Saved entries:
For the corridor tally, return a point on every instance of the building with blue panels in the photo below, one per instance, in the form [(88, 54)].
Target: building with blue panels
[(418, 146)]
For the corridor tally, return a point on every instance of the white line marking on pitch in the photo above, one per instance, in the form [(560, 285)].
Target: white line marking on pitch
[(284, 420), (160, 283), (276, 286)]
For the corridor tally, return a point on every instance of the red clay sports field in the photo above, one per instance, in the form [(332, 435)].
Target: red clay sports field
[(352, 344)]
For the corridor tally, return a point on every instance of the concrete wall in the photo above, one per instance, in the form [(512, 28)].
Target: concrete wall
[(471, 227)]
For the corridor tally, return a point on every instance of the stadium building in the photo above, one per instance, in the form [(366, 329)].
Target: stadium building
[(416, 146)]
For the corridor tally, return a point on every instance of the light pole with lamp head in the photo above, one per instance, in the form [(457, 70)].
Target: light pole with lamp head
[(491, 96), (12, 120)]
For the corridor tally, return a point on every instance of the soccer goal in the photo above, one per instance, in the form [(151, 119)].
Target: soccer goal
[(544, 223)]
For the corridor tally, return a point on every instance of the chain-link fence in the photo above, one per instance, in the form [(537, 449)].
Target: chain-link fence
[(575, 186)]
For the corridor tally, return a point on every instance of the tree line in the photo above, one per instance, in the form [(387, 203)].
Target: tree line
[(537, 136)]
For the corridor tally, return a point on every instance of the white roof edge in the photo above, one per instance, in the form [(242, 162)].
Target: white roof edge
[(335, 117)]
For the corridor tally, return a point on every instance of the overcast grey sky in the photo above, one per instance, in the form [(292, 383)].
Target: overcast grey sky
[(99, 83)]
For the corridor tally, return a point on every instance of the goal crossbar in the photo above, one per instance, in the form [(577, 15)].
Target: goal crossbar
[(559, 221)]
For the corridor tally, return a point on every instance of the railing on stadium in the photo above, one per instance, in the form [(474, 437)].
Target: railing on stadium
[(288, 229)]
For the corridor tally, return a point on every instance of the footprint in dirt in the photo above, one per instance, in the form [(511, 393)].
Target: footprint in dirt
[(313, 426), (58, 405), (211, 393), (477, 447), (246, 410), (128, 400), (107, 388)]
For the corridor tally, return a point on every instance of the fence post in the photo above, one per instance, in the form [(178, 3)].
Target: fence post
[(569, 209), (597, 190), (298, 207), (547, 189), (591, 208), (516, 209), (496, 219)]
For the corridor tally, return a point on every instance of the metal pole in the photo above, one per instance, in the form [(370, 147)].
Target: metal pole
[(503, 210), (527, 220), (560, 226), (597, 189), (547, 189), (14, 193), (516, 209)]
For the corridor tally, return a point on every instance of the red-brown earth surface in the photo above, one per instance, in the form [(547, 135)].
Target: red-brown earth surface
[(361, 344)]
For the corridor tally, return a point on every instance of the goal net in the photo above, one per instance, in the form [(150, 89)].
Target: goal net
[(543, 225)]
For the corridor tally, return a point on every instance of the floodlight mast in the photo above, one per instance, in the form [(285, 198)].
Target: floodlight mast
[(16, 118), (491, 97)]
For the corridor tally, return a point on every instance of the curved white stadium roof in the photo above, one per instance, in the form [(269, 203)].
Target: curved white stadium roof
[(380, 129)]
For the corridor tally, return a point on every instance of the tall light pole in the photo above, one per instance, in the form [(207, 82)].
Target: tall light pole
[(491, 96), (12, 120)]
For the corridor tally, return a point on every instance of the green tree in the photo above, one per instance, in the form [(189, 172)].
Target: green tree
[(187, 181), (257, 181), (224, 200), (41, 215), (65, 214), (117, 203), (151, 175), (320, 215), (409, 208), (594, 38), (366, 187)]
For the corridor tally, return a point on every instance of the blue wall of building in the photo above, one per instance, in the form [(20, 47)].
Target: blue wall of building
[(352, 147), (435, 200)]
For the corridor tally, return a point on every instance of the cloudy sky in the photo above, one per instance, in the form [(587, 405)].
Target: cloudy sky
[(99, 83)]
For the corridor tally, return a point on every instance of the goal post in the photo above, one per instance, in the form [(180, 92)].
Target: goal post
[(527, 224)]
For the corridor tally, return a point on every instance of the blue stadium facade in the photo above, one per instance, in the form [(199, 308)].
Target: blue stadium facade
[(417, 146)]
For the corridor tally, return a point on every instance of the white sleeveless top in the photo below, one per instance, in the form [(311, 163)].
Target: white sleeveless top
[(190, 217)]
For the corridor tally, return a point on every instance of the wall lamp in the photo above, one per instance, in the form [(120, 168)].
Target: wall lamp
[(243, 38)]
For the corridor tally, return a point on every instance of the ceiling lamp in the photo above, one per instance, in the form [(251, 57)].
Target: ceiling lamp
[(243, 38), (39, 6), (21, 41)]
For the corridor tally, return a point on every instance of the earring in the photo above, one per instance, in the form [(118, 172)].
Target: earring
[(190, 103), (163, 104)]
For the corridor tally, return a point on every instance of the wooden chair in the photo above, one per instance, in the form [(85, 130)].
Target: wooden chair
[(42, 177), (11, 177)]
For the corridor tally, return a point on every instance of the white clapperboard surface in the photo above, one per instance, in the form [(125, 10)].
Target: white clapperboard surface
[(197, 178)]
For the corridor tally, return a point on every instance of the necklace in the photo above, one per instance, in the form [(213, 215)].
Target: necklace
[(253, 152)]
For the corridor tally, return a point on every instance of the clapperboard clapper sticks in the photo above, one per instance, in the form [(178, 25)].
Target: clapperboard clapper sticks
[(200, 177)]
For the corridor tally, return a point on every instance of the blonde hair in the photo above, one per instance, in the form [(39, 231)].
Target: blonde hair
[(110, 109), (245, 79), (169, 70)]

Your assignment: Look through the entries above and list every line containing "below".

Output of the task:
For the corridor tally, return a point on every instance of the building with blue panels in the photo below, one per instance, in the form [(88, 54)].
For the corridor tally, return a point on every instance of the white sleeveless top in the photo below, one per instance, in the form [(311, 163)].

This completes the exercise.